» How to complete this task
Identify each line below that contains the word "floor", and copy it out.

**** Records for processing ****

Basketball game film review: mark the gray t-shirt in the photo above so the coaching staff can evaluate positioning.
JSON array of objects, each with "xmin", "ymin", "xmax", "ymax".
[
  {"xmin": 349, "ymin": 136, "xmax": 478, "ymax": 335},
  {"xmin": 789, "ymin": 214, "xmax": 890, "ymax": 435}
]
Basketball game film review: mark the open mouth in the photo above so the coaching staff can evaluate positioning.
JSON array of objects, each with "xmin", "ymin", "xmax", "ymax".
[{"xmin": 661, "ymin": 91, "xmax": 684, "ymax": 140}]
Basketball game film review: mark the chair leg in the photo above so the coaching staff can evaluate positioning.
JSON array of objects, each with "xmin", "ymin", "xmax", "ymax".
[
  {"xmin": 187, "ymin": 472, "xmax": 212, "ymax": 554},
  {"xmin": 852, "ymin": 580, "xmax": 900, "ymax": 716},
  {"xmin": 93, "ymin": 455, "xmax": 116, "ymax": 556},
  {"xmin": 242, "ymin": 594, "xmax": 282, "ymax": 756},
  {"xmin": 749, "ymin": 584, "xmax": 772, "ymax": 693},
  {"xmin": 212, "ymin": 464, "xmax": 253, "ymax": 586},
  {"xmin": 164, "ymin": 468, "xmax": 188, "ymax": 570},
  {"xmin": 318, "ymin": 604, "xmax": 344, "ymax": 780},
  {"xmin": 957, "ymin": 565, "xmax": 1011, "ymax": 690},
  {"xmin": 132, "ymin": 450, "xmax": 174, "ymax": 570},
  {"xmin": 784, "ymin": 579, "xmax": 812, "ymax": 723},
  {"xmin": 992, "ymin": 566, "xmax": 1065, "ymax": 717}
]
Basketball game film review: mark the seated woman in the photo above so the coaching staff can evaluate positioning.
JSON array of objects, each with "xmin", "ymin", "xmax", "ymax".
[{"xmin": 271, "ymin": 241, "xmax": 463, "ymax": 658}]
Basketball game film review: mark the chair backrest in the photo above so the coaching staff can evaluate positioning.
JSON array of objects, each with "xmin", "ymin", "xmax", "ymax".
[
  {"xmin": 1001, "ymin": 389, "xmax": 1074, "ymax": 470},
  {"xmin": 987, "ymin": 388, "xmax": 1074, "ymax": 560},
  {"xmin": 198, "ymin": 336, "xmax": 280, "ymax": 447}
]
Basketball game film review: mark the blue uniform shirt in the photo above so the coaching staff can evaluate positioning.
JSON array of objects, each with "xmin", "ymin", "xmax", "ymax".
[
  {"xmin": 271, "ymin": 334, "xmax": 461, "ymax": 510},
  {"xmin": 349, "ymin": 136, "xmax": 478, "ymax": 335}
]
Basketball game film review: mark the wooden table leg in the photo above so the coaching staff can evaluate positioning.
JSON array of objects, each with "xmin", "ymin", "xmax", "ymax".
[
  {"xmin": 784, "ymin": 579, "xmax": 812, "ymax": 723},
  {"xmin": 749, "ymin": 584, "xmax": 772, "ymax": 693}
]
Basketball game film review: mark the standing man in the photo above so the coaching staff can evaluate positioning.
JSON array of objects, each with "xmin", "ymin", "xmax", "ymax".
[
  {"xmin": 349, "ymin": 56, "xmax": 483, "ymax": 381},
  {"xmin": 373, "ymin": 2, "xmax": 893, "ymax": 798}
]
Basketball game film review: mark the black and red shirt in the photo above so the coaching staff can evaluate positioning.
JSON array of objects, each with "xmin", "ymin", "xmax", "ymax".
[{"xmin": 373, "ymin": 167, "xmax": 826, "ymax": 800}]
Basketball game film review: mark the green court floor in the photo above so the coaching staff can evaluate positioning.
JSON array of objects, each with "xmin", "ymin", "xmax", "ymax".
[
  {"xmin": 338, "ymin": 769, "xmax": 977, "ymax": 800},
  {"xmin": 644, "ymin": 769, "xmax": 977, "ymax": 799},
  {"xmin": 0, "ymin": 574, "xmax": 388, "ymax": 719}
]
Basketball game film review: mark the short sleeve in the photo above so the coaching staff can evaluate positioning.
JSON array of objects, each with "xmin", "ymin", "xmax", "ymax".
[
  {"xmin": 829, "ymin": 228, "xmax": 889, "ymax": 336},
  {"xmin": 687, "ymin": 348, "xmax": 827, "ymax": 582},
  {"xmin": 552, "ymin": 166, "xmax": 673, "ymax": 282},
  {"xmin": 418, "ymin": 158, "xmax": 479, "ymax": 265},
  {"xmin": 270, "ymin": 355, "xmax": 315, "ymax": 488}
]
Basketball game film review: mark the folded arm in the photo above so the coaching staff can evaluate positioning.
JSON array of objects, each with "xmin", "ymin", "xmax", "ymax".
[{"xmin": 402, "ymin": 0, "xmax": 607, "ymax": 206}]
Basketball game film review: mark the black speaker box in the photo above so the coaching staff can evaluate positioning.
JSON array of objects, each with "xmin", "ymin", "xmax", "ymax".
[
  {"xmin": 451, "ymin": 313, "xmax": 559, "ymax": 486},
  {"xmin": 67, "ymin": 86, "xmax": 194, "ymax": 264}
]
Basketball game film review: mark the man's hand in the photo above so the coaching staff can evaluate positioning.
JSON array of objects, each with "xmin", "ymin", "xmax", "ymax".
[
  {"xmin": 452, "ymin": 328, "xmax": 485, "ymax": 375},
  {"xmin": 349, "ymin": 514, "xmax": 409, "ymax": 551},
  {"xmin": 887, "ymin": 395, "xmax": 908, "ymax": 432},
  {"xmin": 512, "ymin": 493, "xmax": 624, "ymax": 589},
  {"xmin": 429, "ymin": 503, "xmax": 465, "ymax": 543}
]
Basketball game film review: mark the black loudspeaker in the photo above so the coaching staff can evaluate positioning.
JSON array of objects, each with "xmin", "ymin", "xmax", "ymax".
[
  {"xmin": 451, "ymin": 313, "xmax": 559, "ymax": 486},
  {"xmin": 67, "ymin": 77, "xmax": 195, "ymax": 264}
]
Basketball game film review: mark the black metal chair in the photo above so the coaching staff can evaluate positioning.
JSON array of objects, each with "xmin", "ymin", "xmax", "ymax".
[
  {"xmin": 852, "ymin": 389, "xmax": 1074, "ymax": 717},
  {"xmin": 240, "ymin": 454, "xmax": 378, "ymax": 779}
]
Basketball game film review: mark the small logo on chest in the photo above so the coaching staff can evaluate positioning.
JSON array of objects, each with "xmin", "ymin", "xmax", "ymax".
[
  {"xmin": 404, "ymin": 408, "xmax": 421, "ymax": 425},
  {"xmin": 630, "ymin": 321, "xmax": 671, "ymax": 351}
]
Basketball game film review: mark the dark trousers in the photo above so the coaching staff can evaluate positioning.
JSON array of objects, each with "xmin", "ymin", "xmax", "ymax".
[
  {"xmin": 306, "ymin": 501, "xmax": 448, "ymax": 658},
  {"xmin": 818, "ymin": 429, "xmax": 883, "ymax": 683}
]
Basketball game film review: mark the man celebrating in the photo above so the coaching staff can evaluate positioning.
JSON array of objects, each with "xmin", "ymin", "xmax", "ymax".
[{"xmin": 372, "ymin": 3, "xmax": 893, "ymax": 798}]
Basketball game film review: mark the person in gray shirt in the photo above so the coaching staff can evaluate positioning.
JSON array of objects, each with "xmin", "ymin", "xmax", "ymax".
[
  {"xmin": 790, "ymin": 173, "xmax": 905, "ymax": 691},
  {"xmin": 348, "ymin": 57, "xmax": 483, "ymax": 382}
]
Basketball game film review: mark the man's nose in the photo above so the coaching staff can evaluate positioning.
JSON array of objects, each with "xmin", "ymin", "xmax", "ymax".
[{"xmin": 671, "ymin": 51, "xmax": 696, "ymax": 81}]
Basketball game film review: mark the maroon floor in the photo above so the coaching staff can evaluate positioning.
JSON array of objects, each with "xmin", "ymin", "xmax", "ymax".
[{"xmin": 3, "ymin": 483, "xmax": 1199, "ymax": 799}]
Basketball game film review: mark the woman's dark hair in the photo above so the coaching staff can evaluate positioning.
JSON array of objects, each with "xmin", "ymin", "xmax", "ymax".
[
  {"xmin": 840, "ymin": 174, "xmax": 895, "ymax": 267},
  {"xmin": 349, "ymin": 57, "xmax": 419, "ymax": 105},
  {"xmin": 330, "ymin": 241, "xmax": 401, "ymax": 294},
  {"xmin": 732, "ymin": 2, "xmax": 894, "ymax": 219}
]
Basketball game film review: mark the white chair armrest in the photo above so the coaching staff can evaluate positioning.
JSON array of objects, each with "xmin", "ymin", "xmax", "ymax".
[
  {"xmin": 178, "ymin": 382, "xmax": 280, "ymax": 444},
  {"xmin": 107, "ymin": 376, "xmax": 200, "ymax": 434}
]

****

» Output of the exercise
Basketball game film review: mark the green court floor in the photo above so the coaching staff can evaluate positioning.
Basketball game film review: mark the maroon floor in the photo above so the coaching staff can evaluate positioning.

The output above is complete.